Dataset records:

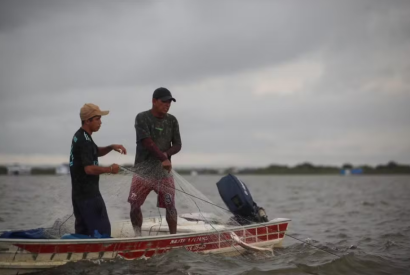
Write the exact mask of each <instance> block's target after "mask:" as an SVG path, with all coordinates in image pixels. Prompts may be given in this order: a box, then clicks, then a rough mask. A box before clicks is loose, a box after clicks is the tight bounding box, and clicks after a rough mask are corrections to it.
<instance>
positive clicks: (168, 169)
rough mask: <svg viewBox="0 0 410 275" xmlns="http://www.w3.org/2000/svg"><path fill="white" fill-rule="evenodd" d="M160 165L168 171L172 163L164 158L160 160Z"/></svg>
mask: <svg viewBox="0 0 410 275" xmlns="http://www.w3.org/2000/svg"><path fill="white" fill-rule="evenodd" d="M162 167H163V168H164V169H165V170H167V171H168V173H169V172H171V169H172V164H171V162H170V161H169V159H167V160H164V161H163V162H162Z"/></svg>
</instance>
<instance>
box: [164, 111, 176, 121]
mask: <svg viewBox="0 0 410 275" xmlns="http://www.w3.org/2000/svg"><path fill="white" fill-rule="evenodd" d="M167 119H169V120H171V121H178V120H177V118H176V117H175V116H174V115H171V114H170V113H168V114H167Z"/></svg>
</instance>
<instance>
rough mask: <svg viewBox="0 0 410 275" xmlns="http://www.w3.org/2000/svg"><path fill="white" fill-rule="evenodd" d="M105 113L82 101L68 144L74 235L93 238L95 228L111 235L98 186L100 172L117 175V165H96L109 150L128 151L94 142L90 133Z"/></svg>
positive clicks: (99, 128)
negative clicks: (100, 158)
mask: <svg viewBox="0 0 410 275" xmlns="http://www.w3.org/2000/svg"><path fill="white" fill-rule="evenodd" d="M108 113H109V111H101V110H100V108H99V107H98V106H97V105H94V104H91V103H88V104H84V106H83V107H82V108H81V111H80V118H81V123H82V126H81V128H80V129H79V130H78V131H77V132H76V133H75V134H74V137H73V140H72V143H71V152H70V173H71V184H72V202H73V208H74V216H75V233H76V234H82V235H87V236H91V237H94V236H95V233H96V231H98V233H99V234H101V235H106V236H110V235H111V224H110V221H109V219H108V214H107V209H106V207H105V203H104V200H103V198H102V196H101V193H100V189H99V179H100V176H99V175H100V174H104V173H112V174H117V173H118V171H119V166H118V165H117V164H112V165H111V166H109V167H102V166H99V165H98V157H102V156H104V155H106V154H108V153H109V152H111V151H112V150H115V151H117V152H120V153H122V154H126V153H127V150H126V149H125V148H124V147H123V146H122V145H117V144H114V145H110V146H107V147H98V146H97V145H96V144H95V143H94V141H93V139H92V137H91V135H92V133H93V132H97V131H98V130H99V129H100V127H101V116H105V115H107V114H108Z"/></svg>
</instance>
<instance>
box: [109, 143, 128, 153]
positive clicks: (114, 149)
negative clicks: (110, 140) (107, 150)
mask: <svg viewBox="0 0 410 275" xmlns="http://www.w3.org/2000/svg"><path fill="white" fill-rule="evenodd" d="M111 148H112V149H113V150H114V151H117V152H118V153H120V154H124V155H126V154H127V149H125V147H124V146H122V145H121V144H113V145H111Z"/></svg>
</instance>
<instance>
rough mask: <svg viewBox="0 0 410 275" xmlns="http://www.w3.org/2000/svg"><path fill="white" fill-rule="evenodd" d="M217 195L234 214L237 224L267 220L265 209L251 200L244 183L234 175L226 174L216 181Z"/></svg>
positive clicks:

● TASK GOAL:
With the pictures set aside, please write out all of the records above exactly.

● EXERCISE RESPONSE:
Write the exact mask of each <instance> block's target after "mask:" as an SVG path, with all coordinates in image pixels. Prompts may be given in this order: a box, then clicks, then a rough mask. A box before clicks is loose, a box after clicks is the tight bounding box, and clicks after a rough mask are corrections to it.
<instance>
positive clicks: (168, 169)
rough mask: <svg viewBox="0 0 410 275" xmlns="http://www.w3.org/2000/svg"><path fill="white" fill-rule="evenodd" d="M160 165L168 171L172 163L164 158L160 160Z"/></svg>
mask: <svg viewBox="0 0 410 275" xmlns="http://www.w3.org/2000/svg"><path fill="white" fill-rule="evenodd" d="M162 167H163V168H164V169H165V170H167V171H168V173H169V172H171V169H172V164H171V162H170V161H169V159H167V160H164V161H163V162H162Z"/></svg>
</instance>
<instance>
box: [164, 111, 176, 121]
mask: <svg viewBox="0 0 410 275" xmlns="http://www.w3.org/2000/svg"><path fill="white" fill-rule="evenodd" d="M167 119H169V120H171V121H178V120H177V118H176V117H175V116H174V115H171V114H170V113H168V114H167Z"/></svg>
</instance>
<instance>
rough mask: <svg viewBox="0 0 410 275" xmlns="http://www.w3.org/2000/svg"><path fill="white" fill-rule="evenodd" d="M105 113L82 101L68 144L74 235L93 238L95 228L111 235L98 186L100 172L117 175V165H96L109 150L128 151L94 142L90 133Z"/></svg>
positive clicks: (99, 128)
negative clicks: (100, 158)
mask: <svg viewBox="0 0 410 275" xmlns="http://www.w3.org/2000/svg"><path fill="white" fill-rule="evenodd" d="M108 113H109V111H101V110H100V108H99V107H98V106H97V105H94V104H91V103H88V104H84V106H83V107H82V108H81V111H80V118H81V123H82V126H81V128H80V129H79V130H78V131H77V132H76V133H75V134H74V137H73V140H72V143H71V152H70V173H71V184H72V202H73V208H74V216H75V233H76V234H82V235H87V236H91V237H94V236H95V233H96V231H98V233H99V234H101V235H106V236H110V235H111V224H110V221H109V219H108V214H107V209H106V207H105V203H104V200H103V198H102V196H101V193H100V189H99V179H100V176H99V175H100V174H104V173H112V174H117V173H118V171H119V166H118V165H117V164H112V165H111V166H109V167H102V166H99V165H98V157H102V156H104V155H106V154H108V153H109V152H111V151H112V150H115V151H117V152H120V153H122V154H126V153H127V150H126V149H125V148H124V147H123V146H122V145H117V144H114V145H110V146H107V147H98V146H97V145H96V144H95V143H94V141H93V139H92V137H91V135H92V133H93V132H97V131H98V130H99V129H100V127H101V116H105V115H107V114H108Z"/></svg>
</instance>
<instance>
box: [109, 143, 128, 153]
positive clicks: (114, 149)
negative clicks: (110, 140) (107, 150)
mask: <svg viewBox="0 0 410 275" xmlns="http://www.w3.org/2000/svg"><path fill="white" fill-rule="evenodd" d="M111 148H112V149H113V150H114V151H117V152H118V153H120V154H124V155H126V154H127V149H125V147H124V146H122V145H121V144H113V145H111Z"/></svg>
</instance>
<instance>
rough mask: <svg viewBox="0 0 410 275" xmlns="http://www.w3.org/2000/svg"><path fill="white" fill-rule="evenodd" d="M217 195L234 214L237 224L267 220L265 209L251 200L244 183L234 175L226 174L216 181Z"/></svg>
positive clicks:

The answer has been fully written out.